··· Data to process ···
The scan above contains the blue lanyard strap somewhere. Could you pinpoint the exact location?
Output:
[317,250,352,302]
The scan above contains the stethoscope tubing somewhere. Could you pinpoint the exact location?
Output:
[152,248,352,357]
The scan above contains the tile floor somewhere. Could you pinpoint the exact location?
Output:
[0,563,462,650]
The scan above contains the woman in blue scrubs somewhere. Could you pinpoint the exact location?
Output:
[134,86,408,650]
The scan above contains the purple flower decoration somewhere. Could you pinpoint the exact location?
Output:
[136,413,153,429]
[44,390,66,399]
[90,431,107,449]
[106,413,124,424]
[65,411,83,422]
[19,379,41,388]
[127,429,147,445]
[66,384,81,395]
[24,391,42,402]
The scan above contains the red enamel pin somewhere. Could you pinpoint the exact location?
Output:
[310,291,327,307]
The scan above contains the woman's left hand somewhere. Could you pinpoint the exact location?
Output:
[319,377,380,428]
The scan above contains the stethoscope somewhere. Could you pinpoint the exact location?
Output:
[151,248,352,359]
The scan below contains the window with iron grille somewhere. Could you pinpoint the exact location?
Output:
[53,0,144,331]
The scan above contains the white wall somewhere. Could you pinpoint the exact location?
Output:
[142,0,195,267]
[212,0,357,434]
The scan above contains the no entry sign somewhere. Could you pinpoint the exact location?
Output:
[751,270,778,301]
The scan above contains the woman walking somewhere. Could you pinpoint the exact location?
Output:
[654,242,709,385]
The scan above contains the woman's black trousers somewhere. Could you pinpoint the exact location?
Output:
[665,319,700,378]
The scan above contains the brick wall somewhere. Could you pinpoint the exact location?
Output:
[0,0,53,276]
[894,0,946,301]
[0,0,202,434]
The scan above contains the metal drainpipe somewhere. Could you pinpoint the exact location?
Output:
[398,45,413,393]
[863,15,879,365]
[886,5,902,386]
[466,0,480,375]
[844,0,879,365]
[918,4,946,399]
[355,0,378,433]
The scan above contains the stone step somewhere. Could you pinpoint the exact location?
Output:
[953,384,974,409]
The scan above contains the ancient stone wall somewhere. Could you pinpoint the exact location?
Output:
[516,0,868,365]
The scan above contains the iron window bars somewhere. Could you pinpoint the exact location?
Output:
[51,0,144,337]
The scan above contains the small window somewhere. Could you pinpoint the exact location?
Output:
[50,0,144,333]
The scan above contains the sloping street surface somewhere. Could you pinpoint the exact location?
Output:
···
#### [Requirement]
From the line containing "The scan above contains the red" through the final line of the listing above, retype every line exactly; leave out everything else.

#### [Result of this exercise]
The scan above contains the red enamel pin somewhere. Could you pinpoint the exact location?
Output:
[310,291,327,307]
The scan above contains the woman's left hand somewhere. Could you pinpoint the exact location?
Output:
[319,377,380,428]
The scan above contains the stethoscope somewhere. Could you pinpoint the exact location?
Output:
[151,248,352,359]
The scan below contains the window with iron grille somewhere. Could you pinpoint the exact location?
Output:
[53,0,144,331]
The scan above contains the white wall somewhere. Could you pinpoint the exact location?
Output:
[142,0,195,267]
[212,0,357,434]
The scan above contains the no entry sign somewhere. Could you pinpoint the exact location?
Output:
[751,270,778,301]
The scan above contains the woman walking somewhere. Could you pinpoint the exact location?
Output:
[654,242,709,385]
The scan above contains the woman's black trousers somewhere. Could you pinpoint the exact location?
Output:
[665,319,700,378]
The scan above contains the brick wall somewhere. Could you pinpoint the exact location?
Output:
[0,0,53,276]
[894,0,946,301]
[0,0,202,434]
The scan above contains the metal drainpipe somewhere. Could you pinpoint the exact location?
Output:
[398,45,413,393]
[863,15,879,365]
[886,5,902,386]
[466,0,480,375]
[844,0,879,365]
[918,4,946,399]
[355,0,378,433]
The scan above contains the stone step somewhere. Could you pinpoint the exact location?
Output:
[953,384,974,409]
The scan above contains the ancient stone wall somewhere. Could you pinpoint the exact location?
Output:
[516,0,868,365]
The scan above contains the iron window bars somewhere. Could you pinpoint the exact location?
Output:
[51,0,144,337]
The scan above contains the small window somewhere. Could you pinpoint the exact location?
Output:
[50,0,144,333]
The scan above contains the sloping street surface somewhere. Could you pinpoint the exact location?
Output:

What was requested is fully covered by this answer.